GIVEN INSTRUCTION:
Transcribe the records below verbatim, from their first line through the line holding "top-left (169, 143), bottom-right (218, 174)", inclusive.

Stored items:
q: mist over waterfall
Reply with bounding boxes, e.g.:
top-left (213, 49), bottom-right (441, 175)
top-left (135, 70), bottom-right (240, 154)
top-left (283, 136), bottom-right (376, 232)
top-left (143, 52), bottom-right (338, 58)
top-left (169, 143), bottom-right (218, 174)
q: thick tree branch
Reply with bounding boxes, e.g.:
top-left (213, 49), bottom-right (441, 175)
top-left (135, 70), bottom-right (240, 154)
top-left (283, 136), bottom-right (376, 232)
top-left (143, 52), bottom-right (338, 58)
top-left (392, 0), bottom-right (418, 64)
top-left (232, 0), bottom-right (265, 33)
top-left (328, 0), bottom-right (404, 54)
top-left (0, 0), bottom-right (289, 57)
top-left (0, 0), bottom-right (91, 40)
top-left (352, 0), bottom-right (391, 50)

SOLUTION BELOW:
q: mist over waterfall
Reply with bounding boxes, e.g.:
top-left (213, 49), bottom-right (441, 175)
top-left (135, 70), bottom-right (240, 154)
top-left (283, 136), bottom-right (376, 232)
top-left (143, 52), bottom-right (338, 58)
top-left (169, 143), bottom-right (218, 174)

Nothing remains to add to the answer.